§ TEXT PROVIDED:
■ ■ ■ ■

Famous, beautiful, successful ... and ready to kill herself
I’LL always remember where I was when Michelle said she’d decided to kill herself. It was last Thursday and we were on the set of Sky News in Osterley, in West London. ‘I’ve got something personal to share with you. It’s the first time I’ve spoken about this publicly because of the stigma attached,’ Michelle Dewberry, a former winner of The Apprentice began, as we recorded The Pledge.
‘Some years ago I took the decision to end my life. It was a decision I took heavily, after years of unhappiness.’
We sat stunned, goggling at our fellow panellist, in her tight bodycon navy dress and stilettos. If this was balls-to-the-wall, we were jaws-to-the-floor. It seemed beyond imagining that this smart, gorgeous young businesswoman of 37, who won The Apprentice in 2006, and published an autobiography called Anything Is Possible, could have contemplated suicide just a few years ago. It wasn’t possible at all. It was impossible.

■ ■ ■ ■

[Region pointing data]
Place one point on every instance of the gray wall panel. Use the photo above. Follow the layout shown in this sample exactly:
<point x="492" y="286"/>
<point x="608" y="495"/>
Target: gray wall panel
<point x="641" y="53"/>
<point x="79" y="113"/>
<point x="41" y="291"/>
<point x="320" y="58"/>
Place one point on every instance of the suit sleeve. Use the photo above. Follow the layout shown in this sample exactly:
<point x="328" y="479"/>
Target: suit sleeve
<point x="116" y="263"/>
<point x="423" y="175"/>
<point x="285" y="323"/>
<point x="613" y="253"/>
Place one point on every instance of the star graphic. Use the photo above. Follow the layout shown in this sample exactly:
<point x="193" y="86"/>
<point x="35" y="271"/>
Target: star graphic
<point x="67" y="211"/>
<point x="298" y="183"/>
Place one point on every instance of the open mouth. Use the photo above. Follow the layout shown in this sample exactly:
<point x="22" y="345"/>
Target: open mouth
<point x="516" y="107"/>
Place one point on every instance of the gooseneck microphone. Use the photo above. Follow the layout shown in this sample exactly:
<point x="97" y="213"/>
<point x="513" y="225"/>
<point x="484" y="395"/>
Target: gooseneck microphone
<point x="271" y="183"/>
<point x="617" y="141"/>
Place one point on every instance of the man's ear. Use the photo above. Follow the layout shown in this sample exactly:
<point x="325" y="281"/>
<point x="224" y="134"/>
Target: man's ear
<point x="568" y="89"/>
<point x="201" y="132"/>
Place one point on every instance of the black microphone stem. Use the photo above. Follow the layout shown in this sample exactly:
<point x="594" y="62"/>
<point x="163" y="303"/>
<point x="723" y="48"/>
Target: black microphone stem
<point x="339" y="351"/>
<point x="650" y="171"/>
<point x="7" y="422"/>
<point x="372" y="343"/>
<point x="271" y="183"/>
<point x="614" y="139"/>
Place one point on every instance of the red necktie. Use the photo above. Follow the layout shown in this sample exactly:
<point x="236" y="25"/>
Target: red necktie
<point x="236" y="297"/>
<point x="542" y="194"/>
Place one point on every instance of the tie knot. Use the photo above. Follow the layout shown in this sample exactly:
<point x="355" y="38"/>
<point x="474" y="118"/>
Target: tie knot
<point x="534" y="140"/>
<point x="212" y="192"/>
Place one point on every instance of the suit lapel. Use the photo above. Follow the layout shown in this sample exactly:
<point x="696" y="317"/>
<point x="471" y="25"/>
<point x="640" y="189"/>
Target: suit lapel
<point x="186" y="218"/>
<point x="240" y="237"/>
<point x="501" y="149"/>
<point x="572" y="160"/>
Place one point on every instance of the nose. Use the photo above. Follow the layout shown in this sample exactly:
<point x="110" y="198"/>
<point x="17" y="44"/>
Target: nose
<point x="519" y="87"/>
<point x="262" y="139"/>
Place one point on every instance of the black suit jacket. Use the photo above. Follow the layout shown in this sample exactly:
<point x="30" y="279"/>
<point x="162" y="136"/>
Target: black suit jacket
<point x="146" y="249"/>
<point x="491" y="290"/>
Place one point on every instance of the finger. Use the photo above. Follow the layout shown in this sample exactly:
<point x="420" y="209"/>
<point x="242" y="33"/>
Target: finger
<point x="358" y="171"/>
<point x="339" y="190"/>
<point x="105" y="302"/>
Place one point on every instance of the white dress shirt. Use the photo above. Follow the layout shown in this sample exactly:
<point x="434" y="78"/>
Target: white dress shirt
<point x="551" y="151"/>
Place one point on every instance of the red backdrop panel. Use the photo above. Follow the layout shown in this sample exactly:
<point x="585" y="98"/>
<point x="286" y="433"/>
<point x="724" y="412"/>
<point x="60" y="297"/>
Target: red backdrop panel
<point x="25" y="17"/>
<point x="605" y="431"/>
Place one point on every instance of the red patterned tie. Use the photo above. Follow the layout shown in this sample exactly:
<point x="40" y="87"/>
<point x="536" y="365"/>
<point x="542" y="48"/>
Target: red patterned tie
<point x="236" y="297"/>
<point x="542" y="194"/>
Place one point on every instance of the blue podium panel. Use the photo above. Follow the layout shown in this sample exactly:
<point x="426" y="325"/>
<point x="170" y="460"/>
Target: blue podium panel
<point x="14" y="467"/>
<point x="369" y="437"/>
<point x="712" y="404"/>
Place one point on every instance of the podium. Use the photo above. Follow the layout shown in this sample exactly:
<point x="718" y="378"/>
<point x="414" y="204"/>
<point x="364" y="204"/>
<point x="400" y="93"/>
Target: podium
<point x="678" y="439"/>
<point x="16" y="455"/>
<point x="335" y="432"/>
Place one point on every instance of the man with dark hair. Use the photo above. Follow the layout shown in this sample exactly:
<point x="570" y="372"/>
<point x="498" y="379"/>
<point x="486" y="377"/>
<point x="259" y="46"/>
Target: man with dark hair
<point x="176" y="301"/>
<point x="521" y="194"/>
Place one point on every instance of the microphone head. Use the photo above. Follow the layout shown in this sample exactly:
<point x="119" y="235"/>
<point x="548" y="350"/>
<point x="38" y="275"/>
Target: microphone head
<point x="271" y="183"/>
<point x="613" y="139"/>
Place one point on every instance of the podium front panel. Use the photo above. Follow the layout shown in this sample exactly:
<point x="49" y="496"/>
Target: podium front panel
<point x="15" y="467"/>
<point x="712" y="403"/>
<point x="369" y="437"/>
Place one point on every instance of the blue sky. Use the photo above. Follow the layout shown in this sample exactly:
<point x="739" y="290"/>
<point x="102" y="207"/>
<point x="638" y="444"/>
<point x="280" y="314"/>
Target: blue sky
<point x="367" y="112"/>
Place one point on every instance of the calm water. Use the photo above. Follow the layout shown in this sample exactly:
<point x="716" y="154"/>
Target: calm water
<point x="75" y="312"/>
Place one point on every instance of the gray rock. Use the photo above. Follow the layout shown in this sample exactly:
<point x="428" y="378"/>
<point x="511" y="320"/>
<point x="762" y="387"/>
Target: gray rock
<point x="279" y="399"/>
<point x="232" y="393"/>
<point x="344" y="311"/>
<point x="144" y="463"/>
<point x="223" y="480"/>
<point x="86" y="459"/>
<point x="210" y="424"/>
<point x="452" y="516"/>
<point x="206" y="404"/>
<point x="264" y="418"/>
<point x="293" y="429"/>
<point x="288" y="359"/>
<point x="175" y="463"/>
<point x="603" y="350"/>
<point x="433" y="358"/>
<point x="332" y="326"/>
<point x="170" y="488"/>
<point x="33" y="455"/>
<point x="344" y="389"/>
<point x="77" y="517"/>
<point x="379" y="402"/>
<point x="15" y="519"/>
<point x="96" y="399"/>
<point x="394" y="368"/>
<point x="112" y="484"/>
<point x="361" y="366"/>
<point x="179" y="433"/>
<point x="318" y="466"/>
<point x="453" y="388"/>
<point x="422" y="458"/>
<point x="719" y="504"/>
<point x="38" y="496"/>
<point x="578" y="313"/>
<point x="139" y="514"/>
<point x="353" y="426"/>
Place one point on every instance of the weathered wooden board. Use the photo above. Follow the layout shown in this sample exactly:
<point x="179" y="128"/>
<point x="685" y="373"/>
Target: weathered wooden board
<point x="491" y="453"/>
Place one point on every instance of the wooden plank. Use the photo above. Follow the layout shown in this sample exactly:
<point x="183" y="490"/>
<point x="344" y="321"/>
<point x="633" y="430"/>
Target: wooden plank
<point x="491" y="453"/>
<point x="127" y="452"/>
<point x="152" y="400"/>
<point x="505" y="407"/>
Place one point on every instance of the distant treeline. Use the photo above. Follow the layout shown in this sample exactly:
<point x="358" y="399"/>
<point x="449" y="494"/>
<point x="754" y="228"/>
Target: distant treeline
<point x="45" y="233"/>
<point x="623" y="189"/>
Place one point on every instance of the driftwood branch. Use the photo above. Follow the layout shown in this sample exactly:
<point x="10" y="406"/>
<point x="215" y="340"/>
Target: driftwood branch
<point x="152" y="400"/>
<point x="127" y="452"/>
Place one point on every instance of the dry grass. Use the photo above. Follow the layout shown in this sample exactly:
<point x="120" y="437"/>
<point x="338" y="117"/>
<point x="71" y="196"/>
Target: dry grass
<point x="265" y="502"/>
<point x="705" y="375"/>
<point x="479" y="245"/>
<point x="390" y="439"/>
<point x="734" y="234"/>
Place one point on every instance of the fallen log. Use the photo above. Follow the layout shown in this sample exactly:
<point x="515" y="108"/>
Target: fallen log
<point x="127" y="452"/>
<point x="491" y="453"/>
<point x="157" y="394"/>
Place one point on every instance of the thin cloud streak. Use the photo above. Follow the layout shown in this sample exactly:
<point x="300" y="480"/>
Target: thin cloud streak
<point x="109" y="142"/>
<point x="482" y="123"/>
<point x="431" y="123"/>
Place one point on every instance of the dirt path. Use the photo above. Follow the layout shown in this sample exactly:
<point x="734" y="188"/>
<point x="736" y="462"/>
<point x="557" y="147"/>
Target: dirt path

■ ■ ■ ■

§ TO DO:
Answer these questions from the article about Michelle Dewberry:
(a) In what place was The Pledge being recorded?
(b) In what year did Michelle Dewberry win The Apprentice?
(c) What is the title of her autobiography?

§ PROBLEM SOLUTION:
(a) On the set of Sky News in Osterley, in West London.
(b) 2006.
(c) Anything Is Possible.